What the task requires: Repeat exactly the lines from the line containing "Please spot the sweater collar" to the last line of the listing, including both.

Coordinate annotation records
## Begin
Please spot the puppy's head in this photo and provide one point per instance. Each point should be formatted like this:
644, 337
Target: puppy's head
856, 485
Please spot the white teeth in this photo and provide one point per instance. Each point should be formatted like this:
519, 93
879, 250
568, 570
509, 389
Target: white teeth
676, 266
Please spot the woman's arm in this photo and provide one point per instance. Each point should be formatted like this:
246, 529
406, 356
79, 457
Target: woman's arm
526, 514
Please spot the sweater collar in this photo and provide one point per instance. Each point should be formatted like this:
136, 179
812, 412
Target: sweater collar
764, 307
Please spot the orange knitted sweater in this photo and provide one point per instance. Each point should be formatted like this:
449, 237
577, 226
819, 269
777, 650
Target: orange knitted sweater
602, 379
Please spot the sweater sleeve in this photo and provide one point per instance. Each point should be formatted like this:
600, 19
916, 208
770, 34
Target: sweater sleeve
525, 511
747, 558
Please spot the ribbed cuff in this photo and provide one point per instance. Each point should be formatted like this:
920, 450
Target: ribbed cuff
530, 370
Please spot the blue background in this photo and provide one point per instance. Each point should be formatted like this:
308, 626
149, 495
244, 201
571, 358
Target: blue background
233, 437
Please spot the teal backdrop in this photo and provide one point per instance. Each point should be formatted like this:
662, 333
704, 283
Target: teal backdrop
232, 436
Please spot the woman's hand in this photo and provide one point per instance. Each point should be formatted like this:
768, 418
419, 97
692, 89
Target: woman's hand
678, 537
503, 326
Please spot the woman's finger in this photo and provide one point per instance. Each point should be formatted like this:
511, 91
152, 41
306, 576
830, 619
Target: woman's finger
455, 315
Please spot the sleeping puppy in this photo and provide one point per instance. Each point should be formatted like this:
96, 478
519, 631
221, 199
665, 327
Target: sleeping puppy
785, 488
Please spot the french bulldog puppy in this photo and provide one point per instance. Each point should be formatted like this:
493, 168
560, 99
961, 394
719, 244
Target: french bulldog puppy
## End
Response to this exercise:
Please spot the sweater collar in this photo and provide one point per instance. Each point should be formatted like this:
136, 179
812, 412
Target: sweater collar
764, 307
Please spot the orange knitted sweater in this photo and provide one point per instance. Each point should be formatted like this:
449, 237
577, 226
819, 269
777, 650
Target: orange knitted sweater
602, 379
Please spot the sweater sleeve in this photo and provide one point per instance. Each point should be formatted like this:
600, 19
916, 208
770, 34
Target: sweater sleeve
525, 511
747, 558
Please spot the ribbed cuff in this photo and provide one point per instance. Each point should be formatted like this:
920, 450
Target: ribbed cuff
530, 370
Please spot the blue background in this photo and provide one point per instance. Each point should be formatted like this:
308, 626
149, 495
244, 201
571, 358
Target: blue background
233, 437
Please spot the teal backdrop in this photo and provide one point per instance. Each point should be formatted like this:
662, 333
704, 283
Target: teal backdrop
232, 436
Please spot the woman's hand in this photo and provide one point per instance. Each point should be formatted like this:
768, 418
419, 97
692, 89
Target: woman's hand
678, 537
503, 326
Please spot the woman's finger in this photo and provide one point per instance. Each point should be formatted like this:
511, 91
152, 41
306, 576
830, 619
Target: woman's finger
455, 315
Please spot the sleeping puppy in this photo and provide one point per instance. Each point should be formatted like this:
96, 478
519, 631
221, 199
665, 327
Target: sleeping puppy
785, 488
Please spot the french bulldog puppy in this photo and provide one point per instance. Each point should be formatted like this:
493, 168
560, 99
961, 394
719, 244
Target: french bulldog puppy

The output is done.